START PASSAGE PROVIDED

Maryland Assessment Research Center (MARC)

Cheating Detection

  • Use large-language model (LLM) for automated detection of essays generated by AI

     

  • Exploration of the Stacking Ensemble Machine Learning Algorithm for Cheating Detection in Large-Scale Assessment (2023) (Read our work here)
    Cheating detection in large-scale assessment received considerable attention in the extant literature. However, none of the previous studies in this line of research investigated the stacking ensemble machine learning algorithm for cheating detection. Furthermore, no study addressed the issue of class imbalance using resampling. This study explored the application of the stacking ensemble machine learning algorithm to analyze the item response, response time, and augmented data of test-takers to detect cheating behaviors. The performance of the stacking method was compared with that of two other ensemble methods (bagging and boosting) as well as six base non-ensemble machine learning algorithms. Issues related to class imbalance and input features were addressed. The study results indicated that stacking, resampling, and feature sets including augmented summary data generally performed better than its counterparts in cheating detection. Compared with other competing machine learning algorithms investigated in this study, the meta-model from stacking using discriminant analysis based on the top two base models—Gradient Boosting and Random Forest—generally performed the best when item responses and the augmented summary statistics were used as the input features with an under-sampling ratio of 10:1 among all the study conditions.

END PASSAGE PROVIDED
START STORED DATA

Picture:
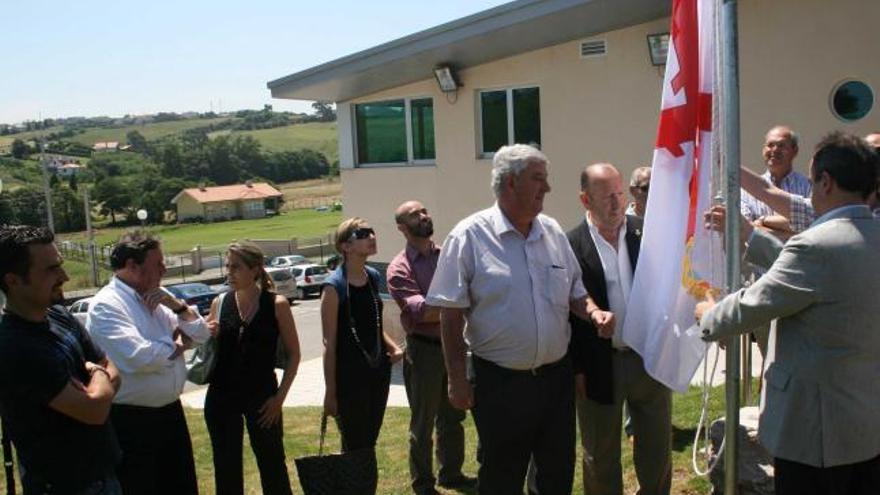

END STORED DATA

TO DO:
**A)** Answer these questions from the cheating detection passage, one per line, marked (i), (ii), (iii):
(i) What does the first bullet propose using a large-language model for?
(ii) Besides stacking, which two ensemble methods were compared?
(iii) What under-sampling ratio was used in the condition where the stacking meta-model generally performed best?
**B)** Rewrite the paragraph of the cheating detection passage that begins "Cheating detection in large-scale assessment" as a short bulleted list that keeps its main facts.

SOLUTIONS TO THE PROBLEMS:
**A)**
(i) Automated detection of essays generated by AI
(ii) Bagging and boosting
(iii) 10:1

**B)**
- Earlier studies on cheating detection in large-scale assessment did not examine the stacking ensemble algorithm or use resampling to address class imbalance.
- This study applied stacking to test-takers' item responses, response times, and augmented data to detect cheating.
- Stacking was compared with bagging, boosting, and six base non-ensemble algorithms. Class imbalance and input features were also addressed.
- Stacking, resampling, and feature sets that included augmented summary data generally performed better than the alternatives.
- The best results generally came from the stacking meta-model. It used discriminant analysis on the top two base models, Gradient Boosting and Random Forest, with item responses and augmented summary statistics as inputs and a 10:1 under-sampling ratio.